[Text shown]
R/agreeDensityBRBM.R

Defines functions agreeDensityBRBM

# agreeDensityBRBM ##################################################
#' @title Create and analyze paired-reader data
#'
#' @details This function compares and analyzes the paired scores of all pairs
#' of readers for every annotated region of interest (\code{caseID}).
#'
#'   The input data frame is filtered according to \code{modalityLabel}. Then,
#'   the function pairs the "between-reader data" and filters it according to
#'   \code{subgroupLabel}. Then for each pair of readers, the function calculates
#'   summary statistics, including the average squared differences of the
#'   \code{score}s.
#'
#' @param mrmcDF (chr) - Data frame for analysis
#' @param modalityLabel (chr) - Platform used by the readers. Possible
#'   values:("1: camic", "2: eedap", "3: pathp", "4: all", or "5: all panel")
#' @param subgroupLabel (chr) - Range of scores analyzed by readers.

[Material supplied]
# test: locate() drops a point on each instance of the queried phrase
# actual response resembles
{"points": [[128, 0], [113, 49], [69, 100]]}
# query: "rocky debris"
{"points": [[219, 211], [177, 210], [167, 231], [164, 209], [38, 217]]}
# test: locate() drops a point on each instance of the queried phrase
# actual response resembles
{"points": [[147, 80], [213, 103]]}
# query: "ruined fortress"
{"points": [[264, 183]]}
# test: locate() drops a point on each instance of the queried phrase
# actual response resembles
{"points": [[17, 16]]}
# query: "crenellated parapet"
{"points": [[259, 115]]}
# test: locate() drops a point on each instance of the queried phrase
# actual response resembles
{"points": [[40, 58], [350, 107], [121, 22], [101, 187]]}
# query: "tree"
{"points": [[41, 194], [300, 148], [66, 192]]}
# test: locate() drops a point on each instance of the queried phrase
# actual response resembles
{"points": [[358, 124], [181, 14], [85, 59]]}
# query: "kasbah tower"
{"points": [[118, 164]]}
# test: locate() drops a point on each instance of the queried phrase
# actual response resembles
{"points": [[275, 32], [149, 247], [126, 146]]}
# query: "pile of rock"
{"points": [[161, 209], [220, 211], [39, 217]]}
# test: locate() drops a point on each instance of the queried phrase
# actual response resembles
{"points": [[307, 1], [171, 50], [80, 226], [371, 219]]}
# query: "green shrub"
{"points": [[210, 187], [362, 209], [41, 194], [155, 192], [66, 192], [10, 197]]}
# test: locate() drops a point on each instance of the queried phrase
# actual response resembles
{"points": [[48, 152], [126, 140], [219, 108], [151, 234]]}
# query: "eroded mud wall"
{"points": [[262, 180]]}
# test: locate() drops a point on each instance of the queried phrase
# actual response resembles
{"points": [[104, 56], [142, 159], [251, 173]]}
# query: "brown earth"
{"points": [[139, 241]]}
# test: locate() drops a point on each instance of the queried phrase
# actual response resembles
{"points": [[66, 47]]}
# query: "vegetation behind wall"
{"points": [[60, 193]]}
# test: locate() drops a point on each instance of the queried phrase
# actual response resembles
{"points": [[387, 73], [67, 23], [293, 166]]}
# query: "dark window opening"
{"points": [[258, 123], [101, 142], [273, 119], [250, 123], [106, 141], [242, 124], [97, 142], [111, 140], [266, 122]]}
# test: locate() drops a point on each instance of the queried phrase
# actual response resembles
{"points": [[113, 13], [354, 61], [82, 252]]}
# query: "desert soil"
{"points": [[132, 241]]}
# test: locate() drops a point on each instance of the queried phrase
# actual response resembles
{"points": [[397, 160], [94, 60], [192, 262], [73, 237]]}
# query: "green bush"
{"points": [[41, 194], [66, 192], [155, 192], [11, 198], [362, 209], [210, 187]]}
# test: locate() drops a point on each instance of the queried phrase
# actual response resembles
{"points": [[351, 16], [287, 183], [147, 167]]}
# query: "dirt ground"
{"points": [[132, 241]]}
...
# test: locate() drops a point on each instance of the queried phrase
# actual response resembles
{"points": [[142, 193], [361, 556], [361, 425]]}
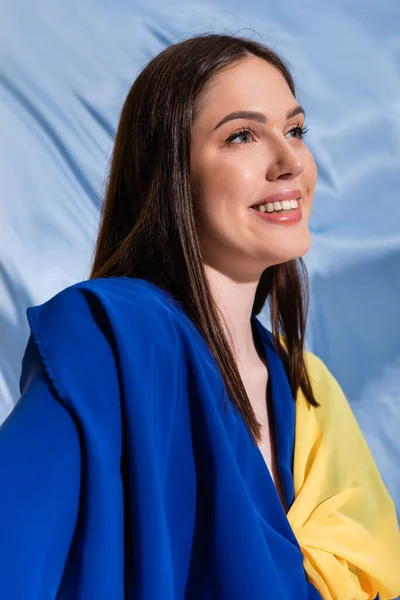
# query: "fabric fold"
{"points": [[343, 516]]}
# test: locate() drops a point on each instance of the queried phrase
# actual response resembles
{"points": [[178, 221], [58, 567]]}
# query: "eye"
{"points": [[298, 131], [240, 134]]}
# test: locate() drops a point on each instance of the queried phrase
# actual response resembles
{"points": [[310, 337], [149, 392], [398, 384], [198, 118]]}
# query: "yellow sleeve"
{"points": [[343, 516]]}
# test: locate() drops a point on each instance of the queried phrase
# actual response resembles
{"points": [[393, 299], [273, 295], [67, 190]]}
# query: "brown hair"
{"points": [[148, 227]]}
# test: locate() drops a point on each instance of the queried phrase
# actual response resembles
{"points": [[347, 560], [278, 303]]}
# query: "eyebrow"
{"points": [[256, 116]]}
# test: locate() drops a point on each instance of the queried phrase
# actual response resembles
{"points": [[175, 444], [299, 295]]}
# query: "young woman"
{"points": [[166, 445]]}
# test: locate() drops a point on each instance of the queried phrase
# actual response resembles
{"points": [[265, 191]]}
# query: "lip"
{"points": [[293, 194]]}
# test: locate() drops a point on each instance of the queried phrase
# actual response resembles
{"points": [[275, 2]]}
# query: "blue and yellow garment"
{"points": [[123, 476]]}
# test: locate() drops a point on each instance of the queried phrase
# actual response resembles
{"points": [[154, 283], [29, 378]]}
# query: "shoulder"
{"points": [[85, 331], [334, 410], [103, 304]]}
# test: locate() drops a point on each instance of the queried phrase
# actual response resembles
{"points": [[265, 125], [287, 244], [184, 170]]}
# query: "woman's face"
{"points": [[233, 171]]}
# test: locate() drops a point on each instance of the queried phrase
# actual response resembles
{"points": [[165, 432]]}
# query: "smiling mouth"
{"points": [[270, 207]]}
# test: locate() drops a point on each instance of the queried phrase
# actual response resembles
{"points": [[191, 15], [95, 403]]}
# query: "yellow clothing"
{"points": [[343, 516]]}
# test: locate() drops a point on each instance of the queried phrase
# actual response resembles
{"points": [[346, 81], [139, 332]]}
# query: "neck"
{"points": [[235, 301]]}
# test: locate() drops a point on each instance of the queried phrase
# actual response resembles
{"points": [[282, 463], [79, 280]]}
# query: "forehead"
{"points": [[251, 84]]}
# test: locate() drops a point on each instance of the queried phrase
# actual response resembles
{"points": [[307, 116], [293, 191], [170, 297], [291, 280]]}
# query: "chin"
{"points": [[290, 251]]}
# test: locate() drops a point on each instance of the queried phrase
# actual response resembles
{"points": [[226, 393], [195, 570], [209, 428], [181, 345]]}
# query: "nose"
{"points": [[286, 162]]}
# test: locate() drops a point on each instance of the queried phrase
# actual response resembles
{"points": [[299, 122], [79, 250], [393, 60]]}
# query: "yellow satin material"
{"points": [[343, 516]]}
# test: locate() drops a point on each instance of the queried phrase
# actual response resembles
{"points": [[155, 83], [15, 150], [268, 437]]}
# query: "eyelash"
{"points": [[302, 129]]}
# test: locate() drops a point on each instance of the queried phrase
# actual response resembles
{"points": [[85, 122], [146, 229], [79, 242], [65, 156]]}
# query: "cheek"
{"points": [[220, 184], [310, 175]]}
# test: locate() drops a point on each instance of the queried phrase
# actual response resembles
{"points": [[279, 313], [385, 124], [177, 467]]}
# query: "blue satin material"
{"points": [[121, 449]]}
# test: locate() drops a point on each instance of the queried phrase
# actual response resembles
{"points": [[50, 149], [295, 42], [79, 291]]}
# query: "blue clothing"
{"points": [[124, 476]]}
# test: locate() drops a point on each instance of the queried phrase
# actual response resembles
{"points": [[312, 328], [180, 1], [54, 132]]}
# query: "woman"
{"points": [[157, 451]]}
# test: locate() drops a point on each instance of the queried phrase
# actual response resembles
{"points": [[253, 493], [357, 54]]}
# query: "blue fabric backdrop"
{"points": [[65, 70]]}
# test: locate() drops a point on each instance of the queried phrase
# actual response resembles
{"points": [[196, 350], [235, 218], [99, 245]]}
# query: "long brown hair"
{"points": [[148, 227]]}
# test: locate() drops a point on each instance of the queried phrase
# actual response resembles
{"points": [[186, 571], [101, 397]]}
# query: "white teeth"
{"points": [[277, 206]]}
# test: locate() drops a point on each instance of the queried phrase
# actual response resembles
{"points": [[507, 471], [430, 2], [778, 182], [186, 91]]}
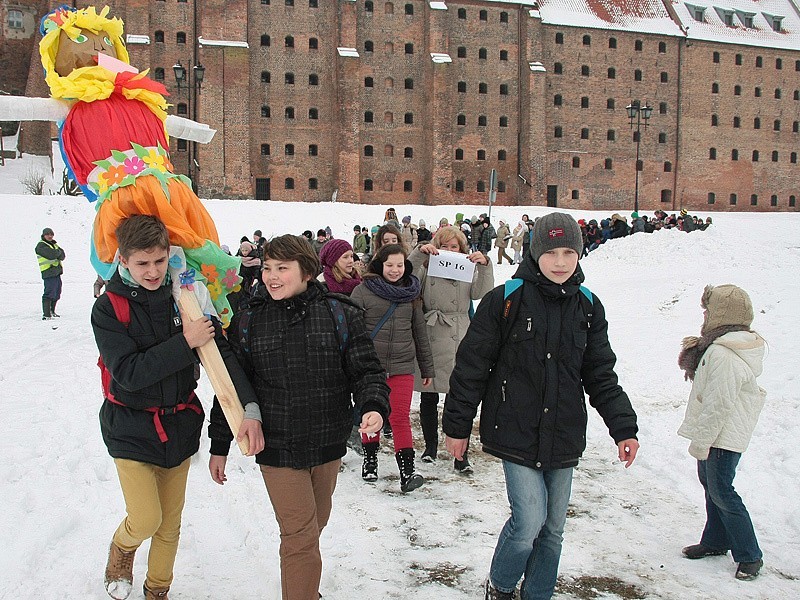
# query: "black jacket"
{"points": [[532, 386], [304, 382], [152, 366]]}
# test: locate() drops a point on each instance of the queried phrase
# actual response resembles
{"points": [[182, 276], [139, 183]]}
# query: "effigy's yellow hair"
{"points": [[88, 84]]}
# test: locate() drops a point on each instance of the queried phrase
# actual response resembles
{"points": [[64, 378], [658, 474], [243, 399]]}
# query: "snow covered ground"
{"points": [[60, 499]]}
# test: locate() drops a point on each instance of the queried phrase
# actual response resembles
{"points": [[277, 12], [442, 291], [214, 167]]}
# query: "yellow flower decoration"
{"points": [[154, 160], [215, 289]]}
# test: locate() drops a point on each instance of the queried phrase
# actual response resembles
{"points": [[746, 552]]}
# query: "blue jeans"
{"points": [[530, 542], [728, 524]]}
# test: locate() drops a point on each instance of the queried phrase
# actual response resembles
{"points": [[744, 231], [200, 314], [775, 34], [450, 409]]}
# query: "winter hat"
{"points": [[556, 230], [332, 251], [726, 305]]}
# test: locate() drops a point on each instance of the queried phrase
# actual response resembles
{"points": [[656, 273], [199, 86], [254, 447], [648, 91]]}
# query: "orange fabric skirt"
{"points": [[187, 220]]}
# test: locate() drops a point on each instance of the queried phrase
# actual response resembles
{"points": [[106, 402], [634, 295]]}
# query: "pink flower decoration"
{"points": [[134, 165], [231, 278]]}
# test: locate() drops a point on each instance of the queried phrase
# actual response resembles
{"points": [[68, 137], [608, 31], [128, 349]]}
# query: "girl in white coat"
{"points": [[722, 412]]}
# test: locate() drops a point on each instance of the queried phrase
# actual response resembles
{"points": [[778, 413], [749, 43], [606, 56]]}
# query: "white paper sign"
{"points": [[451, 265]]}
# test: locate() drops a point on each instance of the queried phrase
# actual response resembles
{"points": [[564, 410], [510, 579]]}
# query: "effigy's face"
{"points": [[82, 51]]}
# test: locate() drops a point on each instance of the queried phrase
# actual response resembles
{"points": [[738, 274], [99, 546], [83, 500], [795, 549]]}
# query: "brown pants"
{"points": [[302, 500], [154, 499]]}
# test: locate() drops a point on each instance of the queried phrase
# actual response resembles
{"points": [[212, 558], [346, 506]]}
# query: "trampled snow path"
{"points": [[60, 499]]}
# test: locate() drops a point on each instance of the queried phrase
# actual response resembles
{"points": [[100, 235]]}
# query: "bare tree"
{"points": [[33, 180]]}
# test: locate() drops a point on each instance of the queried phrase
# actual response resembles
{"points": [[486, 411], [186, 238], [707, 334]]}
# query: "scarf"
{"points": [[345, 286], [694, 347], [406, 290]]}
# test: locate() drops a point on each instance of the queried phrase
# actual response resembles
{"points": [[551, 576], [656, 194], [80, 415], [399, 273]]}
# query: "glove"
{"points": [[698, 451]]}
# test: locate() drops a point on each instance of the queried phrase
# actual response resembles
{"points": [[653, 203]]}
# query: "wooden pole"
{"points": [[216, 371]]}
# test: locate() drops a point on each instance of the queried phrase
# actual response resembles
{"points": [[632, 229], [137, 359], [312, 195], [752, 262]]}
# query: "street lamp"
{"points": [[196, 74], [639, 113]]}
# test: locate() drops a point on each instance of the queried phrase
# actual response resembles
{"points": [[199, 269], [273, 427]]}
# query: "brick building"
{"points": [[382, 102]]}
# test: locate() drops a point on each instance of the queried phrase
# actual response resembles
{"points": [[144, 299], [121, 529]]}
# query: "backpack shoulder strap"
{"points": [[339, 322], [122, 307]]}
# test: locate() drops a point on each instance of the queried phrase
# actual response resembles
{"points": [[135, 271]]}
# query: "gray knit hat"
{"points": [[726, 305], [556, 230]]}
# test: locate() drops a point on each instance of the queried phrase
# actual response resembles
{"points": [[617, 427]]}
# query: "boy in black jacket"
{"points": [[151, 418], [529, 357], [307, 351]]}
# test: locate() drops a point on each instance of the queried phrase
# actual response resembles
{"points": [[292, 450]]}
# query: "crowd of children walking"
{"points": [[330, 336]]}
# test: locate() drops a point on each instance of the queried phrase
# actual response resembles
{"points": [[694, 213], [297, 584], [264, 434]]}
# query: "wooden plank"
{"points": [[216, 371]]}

[Exercise set]
**1.** In the agreeDensityBRBM documentation, which summary statistic of the scores is named as being calculated for each pair of readers?
**2.** Summarize the agreeDensityBRBM documentation in two sentences.

[Results for the exercise]
**1.** The average squared differences of the scores.

**2.** The agreeDensityBRBM function compares and analyzes the paired scores of all pairs of readers for every annotated region of interest. It filters the input data frame by modalityLabel, pairs the between-reader data and filters it by subgroupLabel, and then calculates summary statistics for each reader pair, including the average squared differences of the scores.